Your goal: Please transcribe every record below exactly, leaving out the pictures.

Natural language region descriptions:

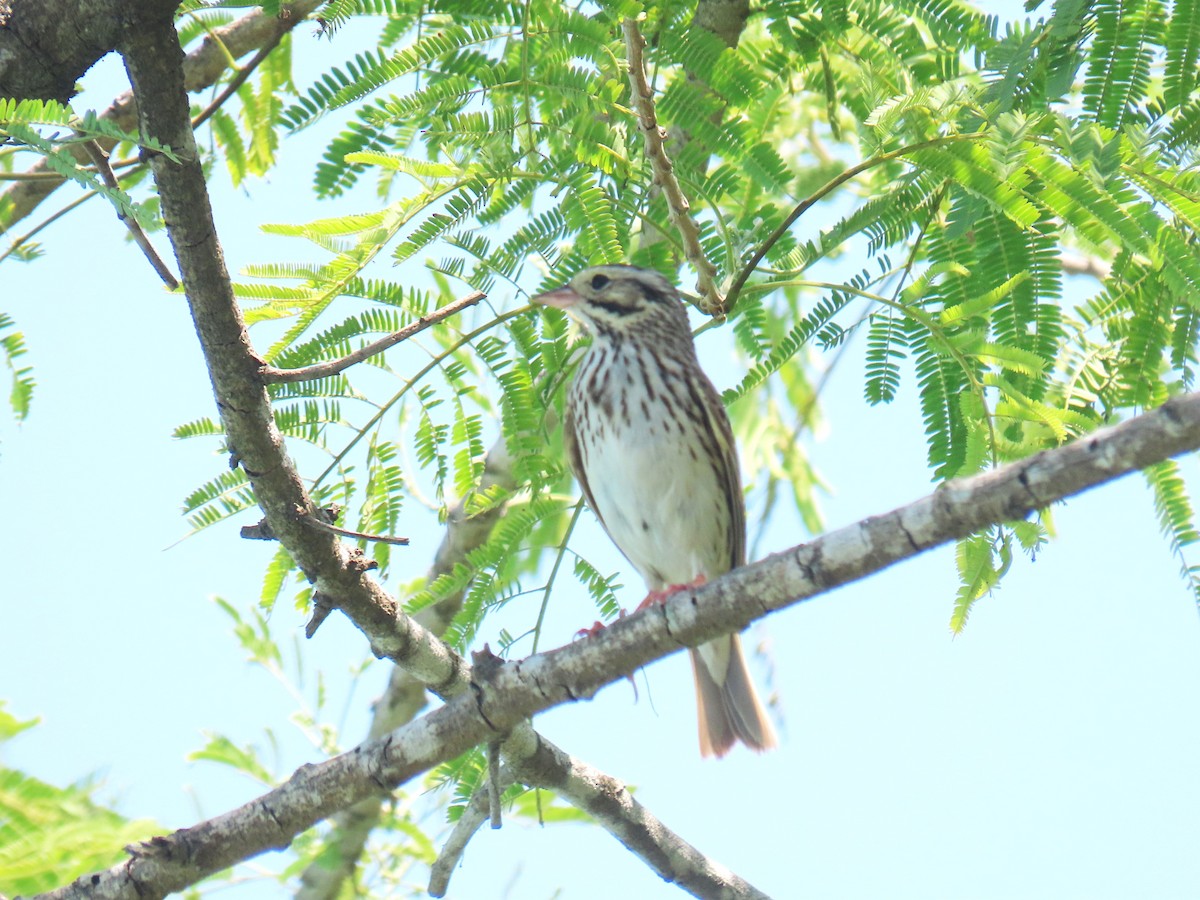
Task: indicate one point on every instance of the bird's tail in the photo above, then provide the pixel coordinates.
(727, 705)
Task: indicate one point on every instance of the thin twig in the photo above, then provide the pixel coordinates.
(826, 190)
(474, 814)
(324, 370)
(100, 160)
(238, 81)
(678, 208)
(28, 235)
(493, 783)
(357, 535)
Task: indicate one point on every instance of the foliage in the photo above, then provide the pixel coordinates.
(911, 175)
(48, 834)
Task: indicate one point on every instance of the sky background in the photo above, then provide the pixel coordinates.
(1045, 753)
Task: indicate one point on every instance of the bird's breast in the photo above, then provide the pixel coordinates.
(653, 484)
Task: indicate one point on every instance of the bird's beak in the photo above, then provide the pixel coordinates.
(564, 298)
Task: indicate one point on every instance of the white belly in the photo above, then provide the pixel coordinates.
(665, 510)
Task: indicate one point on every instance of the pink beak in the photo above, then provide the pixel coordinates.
(562, 298)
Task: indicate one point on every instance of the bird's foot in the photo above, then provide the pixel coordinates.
(657, 598)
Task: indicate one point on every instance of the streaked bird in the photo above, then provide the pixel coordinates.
(651, 444)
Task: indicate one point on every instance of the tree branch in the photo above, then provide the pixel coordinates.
(245, 414)
(519, 690)
(100, 160)
(324, 370)
(678, 208)
(202, 69)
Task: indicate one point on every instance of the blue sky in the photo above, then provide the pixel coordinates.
(1048, 751)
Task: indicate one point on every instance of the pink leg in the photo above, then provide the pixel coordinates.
(657, 598)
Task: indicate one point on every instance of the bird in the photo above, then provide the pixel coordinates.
(651, 444)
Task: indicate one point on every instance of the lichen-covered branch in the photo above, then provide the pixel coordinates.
(202, 69)
(515, 691)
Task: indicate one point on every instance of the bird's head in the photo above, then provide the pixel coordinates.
(619, 300)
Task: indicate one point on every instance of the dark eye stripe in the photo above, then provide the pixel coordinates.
(615, 309)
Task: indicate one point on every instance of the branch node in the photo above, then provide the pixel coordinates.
(322, 606)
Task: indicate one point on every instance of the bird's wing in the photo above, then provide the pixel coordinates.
(575, 457)
(729, 472)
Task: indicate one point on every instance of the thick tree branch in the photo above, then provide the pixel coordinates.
(678, 208)
(519, 690)
(21, 58)
(245, 408)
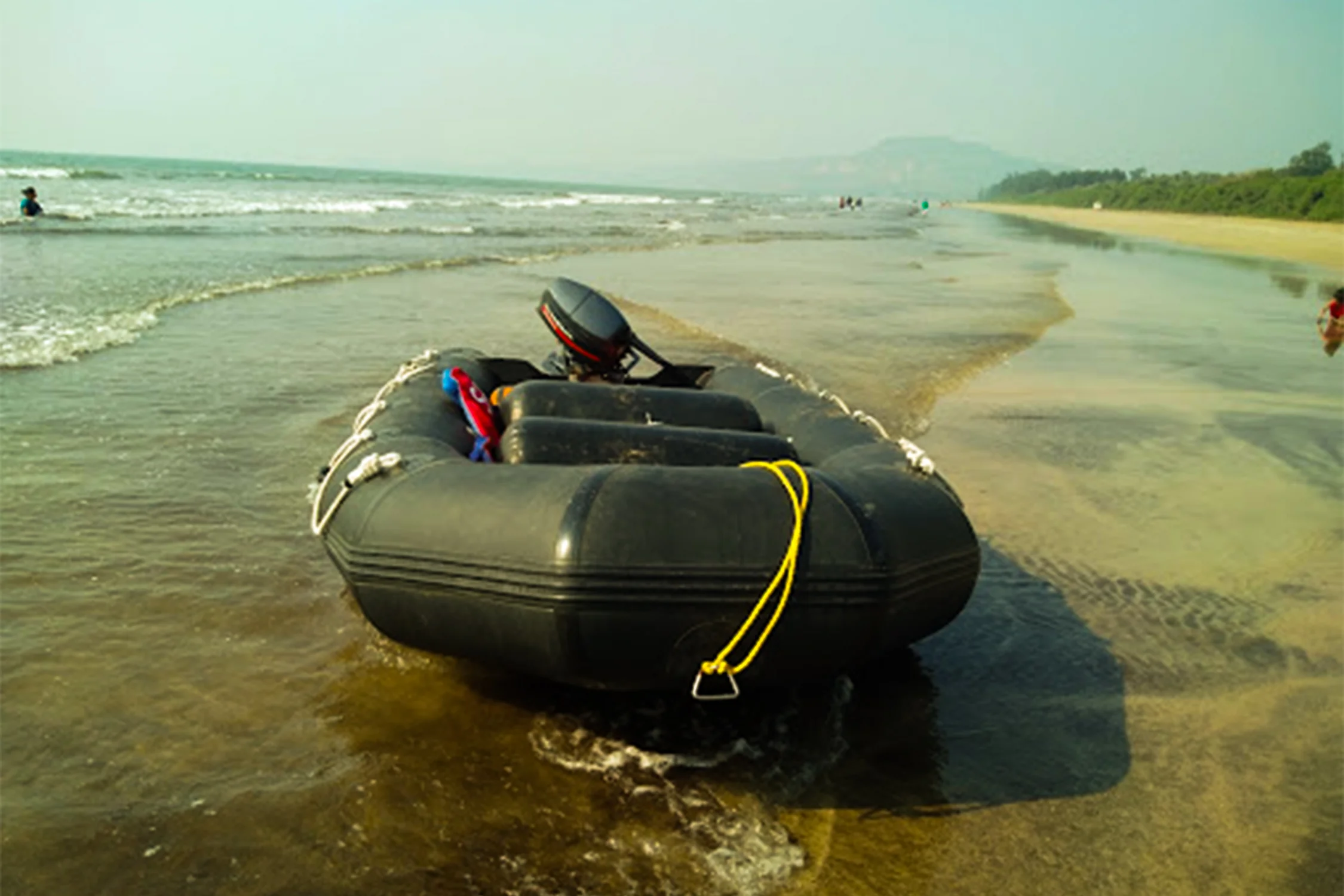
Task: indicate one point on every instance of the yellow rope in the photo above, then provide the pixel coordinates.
(799, 498)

Completed task:
Task: indicate one point on every instance of the bird's tail in the photo above, then provide the pixel coordinates.
(727, 705)
Task: indicate one point on every instance of the thin twig in the photo above, then provide the pixel coordinates.
(826, 190)
(474, 814)
(324, 370)
(100, 160)
(238, 81)
(678, 208)
(28, 235)
(493, 783)
(357, 535)
Task: indicate one point on every instance of the foliage in the photo above, then provide the pixel coordinates.
(911, 175)
(48, 834)
Task: indicate one point on every instance of the sky background in the photo above, then provide the pixel coordinates.
(1045, 753)
Task: indicate one point on every instance of the bird's breast in the photo above, then provide the pixel coordinates.
(653, 484)
Task: indicate one point on every instance of the bird's beak in the photo above, then provide the pixel coordinates.
(564, 298)
Task: indicate one point on every instance of the white belly in the photo above, then provide the pixel coordinates.
(665, 510)
Task: indicate one point on every instance of the pink beak in the photo above, then provide the pixel coordinates.
(562, 298)
Task: indicate one point on every instance of the bird's foot in the photo above, then provide the pixel coordinates.
(657, 598)
Task: indicate one point on every instance of the streaked bird in the photo above, then provide the pixel coordinates.
(651, 444)
Task: indicate one point on every instance of the tree branch in the photo above, then provide the pixel coordinates.
(245, 414)
(519, 690)
(100, 160)
(324, 370)
(678, 208)
(202, 69)
Task: indicate one point on every instance of the blue sky in the photo above, then provide the pixel coordinates.
(1048, 751)
Task: indicate one point on every instance of the pink leg in the photo above, then provide the pixel coordinates.
(657, 598)
Task: indicate one point on every instance of the bird in the photo above, then provide the pixel coordinates.
(651, 444)
Task: indicate one point on every instance of the lichen-covered branch in the photo above, then provide the pixel coordinates.
(202, 69)
(515, 691)
Task: indicate one point on every instance of the bird's head in the photo above, then provide the pixel coordinates.
(619, 300)
Task: indicate one point on every instance of the dark eye stripe in the photo above, then provide the pixel coordinates.
(615, 309)
Task: indicate one point on every instance of the branch node in the photo above, then provide the pixel coordinates.
(322, 606)
Task: indicate one point on every instance of the bird's wing in the photo above, then provide the pixel coordinates.
(575, 457)
(729, 472)
Task: indicate one point on every instance of the thick tree branch in the photo above, then provide the pixel coordinates.
(678, 208)
(519, 690)
(21, 58)
(245, 408)
Task: indicate one point on every instance of the yellow rope in the photo above, then provide the pixel coordinates.
(799, 498)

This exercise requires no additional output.